* [WHAT TO WORK ON]:
Give back exactly the lines of the material below, starting with the line with "Read the prompts" and going on through the line with "positive clicks: (282, 74) (315, 79)".

* [RECORDS SUPPLIED]:
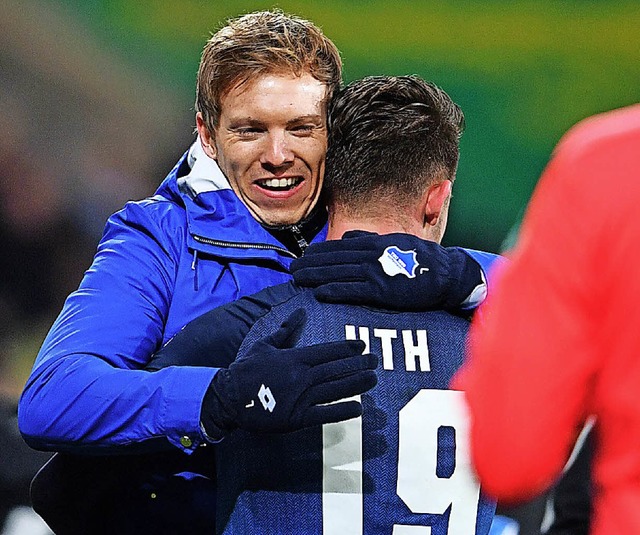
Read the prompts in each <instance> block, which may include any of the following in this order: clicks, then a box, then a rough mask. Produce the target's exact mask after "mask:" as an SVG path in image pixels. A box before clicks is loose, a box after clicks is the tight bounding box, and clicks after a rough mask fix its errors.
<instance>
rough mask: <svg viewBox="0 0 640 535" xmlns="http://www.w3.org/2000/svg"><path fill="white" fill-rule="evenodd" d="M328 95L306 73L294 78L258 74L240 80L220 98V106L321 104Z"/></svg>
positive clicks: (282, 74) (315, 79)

* * *

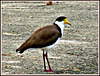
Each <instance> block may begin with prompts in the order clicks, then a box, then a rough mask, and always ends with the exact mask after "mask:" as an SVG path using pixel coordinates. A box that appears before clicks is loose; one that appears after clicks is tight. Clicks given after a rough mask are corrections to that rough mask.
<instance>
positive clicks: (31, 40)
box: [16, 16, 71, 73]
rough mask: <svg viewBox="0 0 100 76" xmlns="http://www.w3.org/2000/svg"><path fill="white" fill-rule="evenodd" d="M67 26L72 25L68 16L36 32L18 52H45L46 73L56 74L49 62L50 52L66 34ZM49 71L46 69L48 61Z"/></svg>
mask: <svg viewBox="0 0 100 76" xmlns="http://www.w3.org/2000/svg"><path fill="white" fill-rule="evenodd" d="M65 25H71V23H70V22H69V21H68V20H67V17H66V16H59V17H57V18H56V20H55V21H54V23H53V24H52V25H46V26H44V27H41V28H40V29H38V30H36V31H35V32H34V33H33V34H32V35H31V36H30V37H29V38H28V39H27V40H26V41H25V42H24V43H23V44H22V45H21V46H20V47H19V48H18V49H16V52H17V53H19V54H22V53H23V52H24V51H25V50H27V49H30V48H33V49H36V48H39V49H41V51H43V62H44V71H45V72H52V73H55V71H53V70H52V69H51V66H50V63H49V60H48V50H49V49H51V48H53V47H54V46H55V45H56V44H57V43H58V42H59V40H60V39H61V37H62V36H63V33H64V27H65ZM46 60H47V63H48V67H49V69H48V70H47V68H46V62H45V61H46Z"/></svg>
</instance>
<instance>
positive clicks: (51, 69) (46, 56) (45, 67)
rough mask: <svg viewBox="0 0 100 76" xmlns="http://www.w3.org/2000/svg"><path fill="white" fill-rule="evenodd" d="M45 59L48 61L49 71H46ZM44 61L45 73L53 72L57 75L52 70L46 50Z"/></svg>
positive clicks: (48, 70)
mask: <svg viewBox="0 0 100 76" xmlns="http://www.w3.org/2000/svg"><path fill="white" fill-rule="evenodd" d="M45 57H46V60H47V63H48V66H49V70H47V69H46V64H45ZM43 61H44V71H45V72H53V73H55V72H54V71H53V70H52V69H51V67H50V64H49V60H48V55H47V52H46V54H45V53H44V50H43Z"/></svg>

* [ANSWER TO THIS PROBLEM]:
Read the prompts in each <instance> block, which may include any of the following in this order: clicks, then a box, then a rough mask. Produce the target's exact mask after "mask:" as an SVG path in image pixels. A box before clicks is loose, a box after clicks is the tight bounding box, and clicks after a rough mask fix its errors.
<instance>
rough mask: <svg viewBox="0 0 640 535" xmlns="http://www.w3.org/2000/svg"><path fill="white" fill-rule="evenodd" d="M328 95L306 73L294 78L258 74L240 80L220 98V106L321 104Z"/></svg>
positive clicks: (282, 74) (315, 79)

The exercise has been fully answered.